- TASK DETAILS
Each entry below should be echoed exactly, with pictures omitted.

** Start of RECORDS FOR THIS TASK **

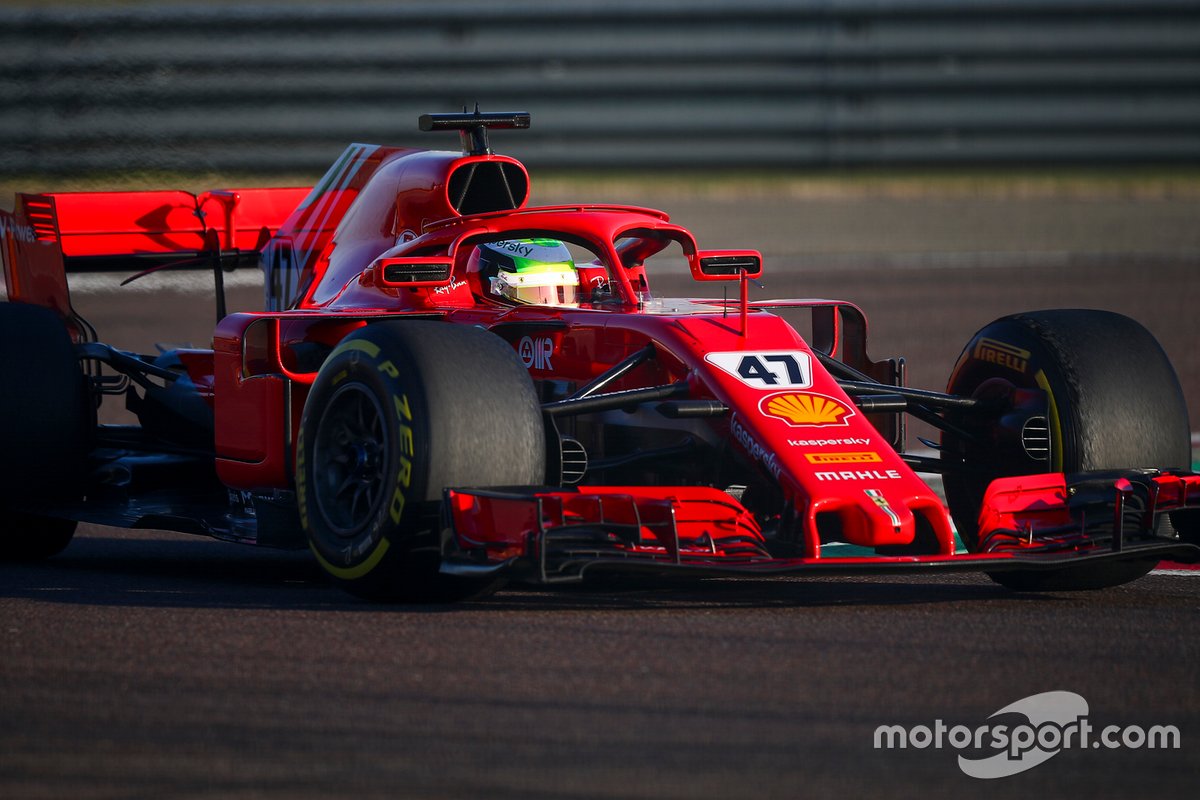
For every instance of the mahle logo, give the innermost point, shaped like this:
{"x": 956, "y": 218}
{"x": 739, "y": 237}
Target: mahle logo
{"x": 1055, "y": 721}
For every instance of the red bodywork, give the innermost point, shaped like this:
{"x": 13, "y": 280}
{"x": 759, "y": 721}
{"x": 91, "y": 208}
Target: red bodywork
{"x": 327, "y": 253}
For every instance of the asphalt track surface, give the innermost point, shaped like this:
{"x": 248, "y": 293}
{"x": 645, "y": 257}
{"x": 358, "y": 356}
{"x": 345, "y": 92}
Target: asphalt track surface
{"x": 147, "y": 665}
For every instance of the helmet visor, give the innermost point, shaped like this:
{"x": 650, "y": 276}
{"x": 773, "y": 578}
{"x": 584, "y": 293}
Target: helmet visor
{"x": 547, "y": 284}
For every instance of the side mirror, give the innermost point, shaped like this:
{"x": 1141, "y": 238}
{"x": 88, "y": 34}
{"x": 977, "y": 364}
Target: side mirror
{"x": 414, "y": 271}
{"x": 726, "y": 264}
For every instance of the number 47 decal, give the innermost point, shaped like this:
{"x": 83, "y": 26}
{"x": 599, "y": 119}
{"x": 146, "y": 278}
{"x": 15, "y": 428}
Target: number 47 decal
{"x": 767, "y": 368}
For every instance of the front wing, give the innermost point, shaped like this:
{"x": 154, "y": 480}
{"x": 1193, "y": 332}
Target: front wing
{"x": 1031, "y": 523}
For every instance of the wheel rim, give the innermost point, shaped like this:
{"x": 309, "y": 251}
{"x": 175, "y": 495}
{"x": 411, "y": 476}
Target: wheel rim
{"x": 351, "y": 461}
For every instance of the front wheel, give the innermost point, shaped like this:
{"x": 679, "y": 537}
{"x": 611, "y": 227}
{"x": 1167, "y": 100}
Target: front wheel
{"x": 1111, "y": 402}
{"x": 400, "y": 411}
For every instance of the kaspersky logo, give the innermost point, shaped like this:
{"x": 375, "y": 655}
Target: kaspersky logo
{"x": 807, "y": 409}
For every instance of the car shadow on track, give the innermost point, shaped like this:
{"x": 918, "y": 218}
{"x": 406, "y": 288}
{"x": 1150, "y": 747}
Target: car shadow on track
{"x": 167, "y": 570}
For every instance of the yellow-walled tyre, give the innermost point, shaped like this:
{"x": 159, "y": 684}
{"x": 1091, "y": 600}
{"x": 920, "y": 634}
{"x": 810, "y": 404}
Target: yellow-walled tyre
{"x": 1113, "y": 402}
{"x": 400, "y": 411}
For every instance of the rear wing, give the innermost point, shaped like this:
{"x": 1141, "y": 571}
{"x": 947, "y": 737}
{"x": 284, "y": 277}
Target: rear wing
{"x": 48, "y": 235}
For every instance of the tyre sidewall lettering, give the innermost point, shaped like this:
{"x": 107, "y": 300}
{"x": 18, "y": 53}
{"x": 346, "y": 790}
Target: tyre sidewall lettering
{"x": 361, "y": 361}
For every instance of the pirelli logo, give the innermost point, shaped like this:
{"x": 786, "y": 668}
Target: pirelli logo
{"x": 861, "y": 457}
{"x": 1002, "y": 354}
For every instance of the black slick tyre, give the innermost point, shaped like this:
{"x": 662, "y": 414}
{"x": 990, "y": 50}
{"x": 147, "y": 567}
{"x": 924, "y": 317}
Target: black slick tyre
{"x": 1114, "y": 402}
{"x": 400, "y": 411}
{"x": 45, "y": 429}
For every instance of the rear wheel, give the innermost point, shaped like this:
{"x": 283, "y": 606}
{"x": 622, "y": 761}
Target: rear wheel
{"x": 45, "y": 429}
{"x": 399, "y": 411}
{"x": 1113, "y": 402}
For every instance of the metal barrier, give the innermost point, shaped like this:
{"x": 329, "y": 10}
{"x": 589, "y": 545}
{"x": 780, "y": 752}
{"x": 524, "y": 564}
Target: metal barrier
{"x": 611, "y": 84}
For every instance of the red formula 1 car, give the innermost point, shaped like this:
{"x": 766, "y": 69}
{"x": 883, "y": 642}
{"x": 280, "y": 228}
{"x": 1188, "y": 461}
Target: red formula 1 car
{"x": 448, "y": 388}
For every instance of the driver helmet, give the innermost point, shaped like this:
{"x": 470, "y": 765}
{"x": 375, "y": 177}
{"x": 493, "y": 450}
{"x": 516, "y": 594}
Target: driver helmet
{"x": 534, "y": 271}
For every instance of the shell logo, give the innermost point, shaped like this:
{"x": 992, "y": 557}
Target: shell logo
{"x": 807, "y": 409}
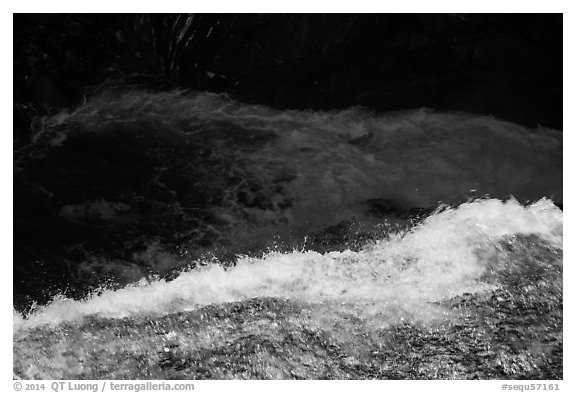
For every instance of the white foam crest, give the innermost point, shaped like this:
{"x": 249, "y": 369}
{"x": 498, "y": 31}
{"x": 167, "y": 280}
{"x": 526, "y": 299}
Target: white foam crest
{"x": 444, "y": 256}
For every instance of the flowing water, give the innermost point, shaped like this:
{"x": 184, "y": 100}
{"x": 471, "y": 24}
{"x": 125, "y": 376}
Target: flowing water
{"x": 471, "y": 290}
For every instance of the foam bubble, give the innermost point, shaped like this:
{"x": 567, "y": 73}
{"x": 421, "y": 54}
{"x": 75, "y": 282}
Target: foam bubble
{"x": 444, "y": 256}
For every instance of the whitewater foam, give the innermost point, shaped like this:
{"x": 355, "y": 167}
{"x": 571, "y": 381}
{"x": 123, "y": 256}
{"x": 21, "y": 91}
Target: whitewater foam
{"x": 444, "y": 256}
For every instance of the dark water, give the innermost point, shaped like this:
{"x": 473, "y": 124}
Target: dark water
{"x": 473, "y": 289}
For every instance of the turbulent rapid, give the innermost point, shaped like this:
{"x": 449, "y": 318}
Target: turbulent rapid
{"x": 469, "y": 286}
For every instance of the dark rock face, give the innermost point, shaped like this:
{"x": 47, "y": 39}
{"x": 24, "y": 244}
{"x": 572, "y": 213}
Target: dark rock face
{"x": 108, "y": 191}
{"x": 509, "y": 66}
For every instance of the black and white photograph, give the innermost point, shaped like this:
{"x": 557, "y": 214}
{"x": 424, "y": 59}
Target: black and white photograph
{"x": 287, "y": 196}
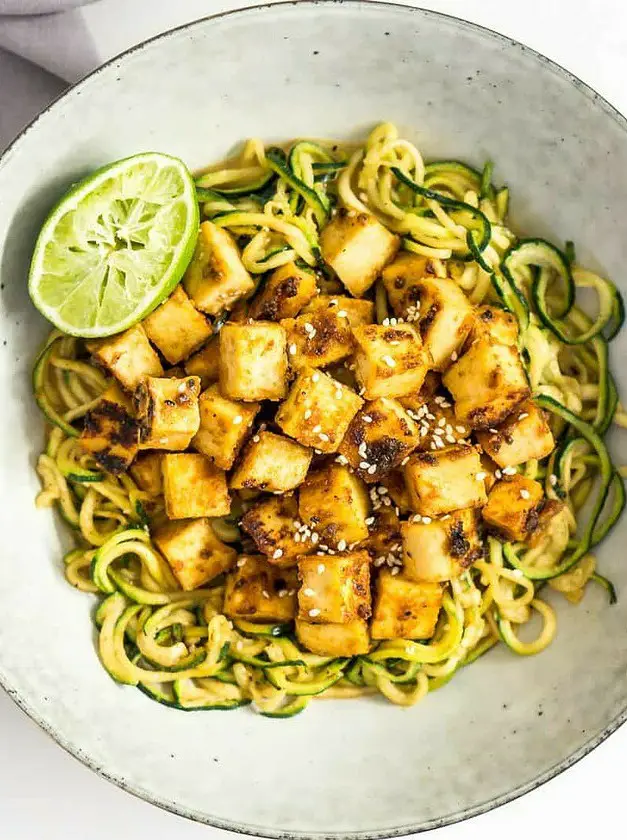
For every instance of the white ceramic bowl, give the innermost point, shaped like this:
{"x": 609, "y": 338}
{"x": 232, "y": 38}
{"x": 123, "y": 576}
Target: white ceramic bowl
{"x": 359, "y": 768}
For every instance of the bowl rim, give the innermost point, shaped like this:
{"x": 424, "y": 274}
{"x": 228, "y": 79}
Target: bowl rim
{"x": 259, "y": 831}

** End of RECORDS FOR THIS TASK **

- COMPLETED EXERCISE
For every instance of the mahle logo, give the innermost point, shaped like this:
{"x": 956, "y": 218}
{"x": 739, "y": 237}
Target: mahle logo
{"x": 1055, "y": 721}
For every instance of the red bodywork, give the innermost point, shaped like this:
{"x": 13, "y": 280}
{"x": 759, "y": 721}
{"x": 91, "y": 208}
Target: red bodywork
{"x": 327, "y": 253}
For every instance of the asphalt track surface, give the innermost point, shaped like this:
{"x": 248, "y": 293}
{"x": 645, "y": 257}
{"x": 358, "y": 356}
{"x": 345, "y": 92}
Target: asphalt track surface
{"x": 147, "y": 665}
For every instance of the helmet visor, give the innermost point, shaped like this:
{"x": 650, "y": 276}
{"x": 773, "y": 578}
{"x": 584, "y": 293}
Target: helmet visor
{"x": 547, "y": 284}
For every instance of the side mirror, give the innermost point, shaped like this:
{"x": 1141, "y": 238}
{"x": 88, "y": 34}
{"x": 977, "y": 364}
Target: side mirror
{"x": 414, "y": 271}
{"x": 726, "y": 264}
For every instance of the number 47 decal, give the innermost point, shaped like this:
{"x": 83, "y": 26}
{"x": 599, "y": 119}
{"x": 146, "y": 278}
{"x": 15, "y": 428}
Target: number 47 decal
{"x": 767, "y": 368}
For every instance of the front wing, give the innermost point, shaped like this:
{"x": 154, "y": 480}
{"x": 1193, "y": 332}
Target: front wing
{"x": 1031, "y": 523}
For every instance of the wheel rim, give the innermost point, shaped like this:
{"x": 309, "y": 251}
{"x": 175, "y": 495}
{"x": 411, "y": 476}
Target: wheel rim
{"x": 351, "y": 461}
For every instance of the front wheel, give the innermost point, shaped like this:
{"x": 679, "y": 537}
{"x": 611, "y": 227}
{"x": 1167, "y": 100}
Target: front wheel
{"x": 1111, "y": 402}
{"x": 400, "y": 411}
For every instance of the kaspersky logo, give the innermost point, shaped like this:
{"x": 375, "y": 655}
Target: kaspersky logo
{"x": 807, "y": 409}
For every instance of the car shadow on track, give the innermost point, shaped like this:
{"x": 918, "y": 218}
{"x": 406, "y": 288}
{"x": 1150, "y": 747}
Target: car shadow on track
{"x": 167, "y": 570}
For every instance of the yellow-walled tyre, give the innermost point, shaped like this:
{"x": 159, "y": 684}
{"x": 1091, "y": 600}
{"x": 920, "y": 634}
{"x": 810, "y": 404}
Target: yellow-walled tyre
{"x": 1113, "y": 402}
{"x": 400, "y": 411}
For every instance of the rear wing, give the innermost point, shaped like this:
{"x": 1141, "y": 571}
{"x": 947, "y": 737}
{"x": 284, "y": 277}
Target: rear wing
{"x": 48, "y": 235}
For every instance of the tyre sidewall lettering, give the innermost point, shaped like this:
{"x": 107, "y": 300}
{"x": 18, "y": 53}
{"x": 346, "y": 790}
Target: tyre sidewall lettering
{"x": 361, "y": 361}
For every instance of the pirelli logo, give the innermost point, shaped like this:
{"x": 786, "y": 668}
Target: pirelli logo
{"x": 861, "y": 457}
{"x": 1002, "y": 354}
For every instance of the black slick tyre, give the innermost point, shaped like this:
{"x": 662, "y": 414}
{"x": 990, "y": 50}
{"x": 147, "y": 567}
{"x": 924, "y": 317}
Target: black slick tyre
{"x": 1114, "y": 402}
{"x": 400, "y": 411}
{"x": 45, "y": 429}
For every instance of the rear wheel, give the innermost point, shaped like this:
{"x": 283, "y": 606}
{"x": 622, "y": 761}
Target: rear wheel
{"x": 45, "y": 429}
{"x": 399, "y": 411}
{"x": 1113, "y": 402}
For every instance of the metal barrier, give the innermost point, shaped like this:
{"x": 329, "y": 10}
{"x": 589, "y": 545}
{"x": 780, "y": 752}
{"x": 524, "y": 564}
Target: metal barrier
{"x": 611, "y": 84}
For every instance of the red formula 1 car, give the innermost point, shaped like this:
{"x": 766, "y": 69}
{"x": 883, "y": 642}
{"x": 280, "y": 228}
{"x": 1188, "y": 461}
Target: red formula 1 car
{"x": 448, "y": 388}
For every instance of the driver helmet, give the innermost point, shaped like this:
{"x": 470, "y": 765}
{"x": 375, "y": 177}
{"x": 493, "y": 450}
{"x": 516, "y": 594}
Target: driver helmet
{"x": 534, "y": 271}
For every instance of the shell logo, give the innermost point, shaped like this:
{"x": 992, "y": 557}
Target: shell logo
{"x": 807, "y": 409}
For every instance of the white foam crest, give the innermost point, shaped like this:
{"x": 249, "y": 369}
{"x": 498, "y": 31}
{"x": 167, "y": 280}
{"x": 526, "y": 299}
Target: white foam crest
{"x": 444, "y": 256}
For every instance of the flowing water, give the innermost point, shaped like this:
{"x": 184, "y": 100}
{"x": 471, "y": 24}
{"x": 125, "y": 376}
Target: flowing water
{"x": 471, "y": 290}
For every instance of the foam bubble, give the innermost point, shaped like this:
{"x": 567, "y": 73}
{"x": 421, "y": 54}
{"x": 75, "y": 282}
Target: foam bubble
{"x": 444, "y": 256}
For every instance of the whitewater foam, give the innermost point, shaped like this:
{"x": 355, "y": 167}
{"x": 571, "y": 381}
{"x": 123, "y": 256}
{"x": 21, "y": 91}
Target: whitewater foam
{"x": 444, "y": 256}
For every instance of the dark water, give the innermost point, shaped like this:
{"x": 473, "y": 124}
Target: dark water
{"x": 473, "y": 289}
For every instance of the turbulent rapid, give the innermost point, shaped like this:
{"x": 449, "y": 318}
Target: turbulent rapid
{"x": 469, "y": 286}
For every instance of the dark rock face, give the innermost point, shaped like this:
{"x": 47, "y": 39}
{"x": 24, "y": 244}
{"x": 572, "y": 213}
Target: dark rock face
{"x": 108, "y": 191}
{"x": 509, "y": 66}
For every instance of the black and white photograph, give the innermost point, shaped like this:
{"x": 557, "y": 214}
{"x": 424, "y": 59}
Target: black and white photograph
{"x": 287, "y": 196}
For every instance of the white ceramic bowl, give the innermost point, shaped like this:
{"x": 609, "y": 338}
{"x": 232, "y": 38}
{"x": 123, "y": 576}
Target: white ceramic bowl
{"x": 359, "y": 768}
For every instance of the bowl rim, give the innermost point, shaped like this:
{"x": 424, "y": 274}
{"x": 228, "y": 79}
Target: bowl rim
{"x": 259, "y": 831}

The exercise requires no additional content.